- _What is asked_:
• 1. According to the passage, what was the monument to Baron Wantage erected on top of?
• 2. Turn part of the entries into a numbered list, one line per item, leaving out any blank lines. Start at the line in the entries that contains "the white shelving" and continue through the last line of the entries.

- _Extract_:
+++++

The first site that appears on the map, but which proved eminently indiscernible was Grim’s Ditch. This Iron Age boundary marker comes and goes along almost all of this section in fits and starts, but proved much more interesting on the second day. The first non-prehistoric feature you come across is the monument to Baron Wantage who seems to have spent a large chunk of his early life slaughtering Johnny Foreigner on behalf of his fellow Victorians. However, on post-walk reading I learnt that the monument was erected on top of a Bronze Age barrow. Shame.
Next up is the quaintly named Scutchamer Knob hidden discreetly in a small copse on the southern side of the ridge. This is a sizeable round barrow, but because it’s been burrowed into on its north side it looks slightly like a Cotswold Severn Long Barrow with turtle-like flippers sweeping around in front. Only the lack of a tail end suggests otherwise, but there again who knows whether it wasn’t ploughed out centuries before? Despite the joke-worthy name this is a very enigmatic spot with tremendous views and was a historic meeting place in the past.

+++++

- _Data supplied_:
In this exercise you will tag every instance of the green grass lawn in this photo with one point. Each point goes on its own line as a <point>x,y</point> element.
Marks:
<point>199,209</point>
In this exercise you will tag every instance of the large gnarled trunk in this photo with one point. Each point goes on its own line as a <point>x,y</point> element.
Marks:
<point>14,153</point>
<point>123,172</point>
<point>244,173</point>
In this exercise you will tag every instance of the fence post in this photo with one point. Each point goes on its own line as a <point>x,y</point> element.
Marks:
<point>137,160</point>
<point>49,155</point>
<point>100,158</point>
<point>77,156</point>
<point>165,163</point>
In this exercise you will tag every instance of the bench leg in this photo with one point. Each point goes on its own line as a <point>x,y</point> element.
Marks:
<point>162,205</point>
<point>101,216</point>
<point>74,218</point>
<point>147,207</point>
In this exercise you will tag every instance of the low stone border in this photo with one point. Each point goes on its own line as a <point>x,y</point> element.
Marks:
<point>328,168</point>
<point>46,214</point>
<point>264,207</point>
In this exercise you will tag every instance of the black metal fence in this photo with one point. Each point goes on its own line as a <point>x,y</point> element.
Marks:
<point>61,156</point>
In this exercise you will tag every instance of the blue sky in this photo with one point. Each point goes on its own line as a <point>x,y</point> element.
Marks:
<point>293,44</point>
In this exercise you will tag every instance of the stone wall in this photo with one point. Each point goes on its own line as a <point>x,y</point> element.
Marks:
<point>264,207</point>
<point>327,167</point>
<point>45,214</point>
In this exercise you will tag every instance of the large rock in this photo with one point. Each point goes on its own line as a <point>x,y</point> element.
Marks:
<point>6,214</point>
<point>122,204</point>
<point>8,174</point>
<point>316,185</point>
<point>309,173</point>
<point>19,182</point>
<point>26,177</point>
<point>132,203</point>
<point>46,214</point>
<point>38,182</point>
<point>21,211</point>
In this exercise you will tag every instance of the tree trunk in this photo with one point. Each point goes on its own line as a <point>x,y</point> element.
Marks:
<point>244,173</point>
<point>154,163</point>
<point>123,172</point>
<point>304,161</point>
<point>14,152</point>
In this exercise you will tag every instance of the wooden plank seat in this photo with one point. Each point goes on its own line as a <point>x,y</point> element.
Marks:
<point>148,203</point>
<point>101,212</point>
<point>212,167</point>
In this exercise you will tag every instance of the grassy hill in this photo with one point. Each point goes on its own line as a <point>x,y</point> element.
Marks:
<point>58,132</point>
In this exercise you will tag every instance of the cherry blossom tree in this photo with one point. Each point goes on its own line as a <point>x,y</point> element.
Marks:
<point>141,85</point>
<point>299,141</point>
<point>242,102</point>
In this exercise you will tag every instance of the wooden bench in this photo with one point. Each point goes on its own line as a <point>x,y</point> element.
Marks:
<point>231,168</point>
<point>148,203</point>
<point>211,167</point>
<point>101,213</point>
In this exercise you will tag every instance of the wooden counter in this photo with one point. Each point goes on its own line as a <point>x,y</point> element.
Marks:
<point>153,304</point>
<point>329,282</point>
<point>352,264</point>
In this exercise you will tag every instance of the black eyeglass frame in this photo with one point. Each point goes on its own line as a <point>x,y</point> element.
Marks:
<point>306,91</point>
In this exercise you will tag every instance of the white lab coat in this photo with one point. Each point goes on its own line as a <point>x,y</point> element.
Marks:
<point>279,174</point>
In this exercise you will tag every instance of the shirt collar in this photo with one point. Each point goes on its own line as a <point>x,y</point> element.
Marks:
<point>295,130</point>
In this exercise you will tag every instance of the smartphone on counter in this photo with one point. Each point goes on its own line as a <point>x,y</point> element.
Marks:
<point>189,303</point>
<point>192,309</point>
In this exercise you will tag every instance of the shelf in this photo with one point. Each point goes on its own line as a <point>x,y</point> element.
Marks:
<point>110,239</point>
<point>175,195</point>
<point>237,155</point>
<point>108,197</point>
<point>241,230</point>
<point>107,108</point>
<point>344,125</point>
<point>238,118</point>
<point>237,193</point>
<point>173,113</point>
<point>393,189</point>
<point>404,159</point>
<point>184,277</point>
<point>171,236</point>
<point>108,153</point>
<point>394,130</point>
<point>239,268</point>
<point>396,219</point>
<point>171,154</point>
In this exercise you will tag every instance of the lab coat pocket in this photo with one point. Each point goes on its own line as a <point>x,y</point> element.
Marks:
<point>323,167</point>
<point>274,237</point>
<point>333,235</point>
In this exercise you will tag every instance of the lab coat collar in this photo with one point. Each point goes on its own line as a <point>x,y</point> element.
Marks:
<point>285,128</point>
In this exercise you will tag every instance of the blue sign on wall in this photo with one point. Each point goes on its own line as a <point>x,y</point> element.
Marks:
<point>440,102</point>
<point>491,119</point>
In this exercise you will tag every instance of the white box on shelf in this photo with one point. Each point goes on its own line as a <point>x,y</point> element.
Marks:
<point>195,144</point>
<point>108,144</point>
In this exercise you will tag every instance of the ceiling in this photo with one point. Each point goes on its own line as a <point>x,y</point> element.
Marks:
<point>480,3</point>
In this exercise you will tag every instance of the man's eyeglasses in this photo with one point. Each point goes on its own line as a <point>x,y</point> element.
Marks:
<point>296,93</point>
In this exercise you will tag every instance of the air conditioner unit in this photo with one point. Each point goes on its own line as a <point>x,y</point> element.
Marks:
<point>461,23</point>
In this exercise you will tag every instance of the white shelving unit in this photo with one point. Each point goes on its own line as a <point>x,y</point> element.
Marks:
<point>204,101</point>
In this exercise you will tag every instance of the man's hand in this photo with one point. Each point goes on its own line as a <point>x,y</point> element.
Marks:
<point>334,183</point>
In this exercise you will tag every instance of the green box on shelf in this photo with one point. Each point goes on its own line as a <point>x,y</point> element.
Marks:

+++++

- _Outputs by task_:
• 1. A Bronze Age barrow.

• 2.
1. In this exercise you will tag every instance of the white shelving unit in this photo with one point. Each point goes on its own line as a <point>x,y</point> element.
2. Marks:
3. <point>204,101</point>
4. In this exercise you will tag every instance of the man's hand in this photo with one point. Each point goes on its own line as a <point>x,y</point> element.
5. Marks:
6. <point>334,183</point>
7. In this exercise you will tag every instance of the green box on shelf in this photo with one point. Each point goes on its own line as a <point>x,y</point> element.
8. Marks:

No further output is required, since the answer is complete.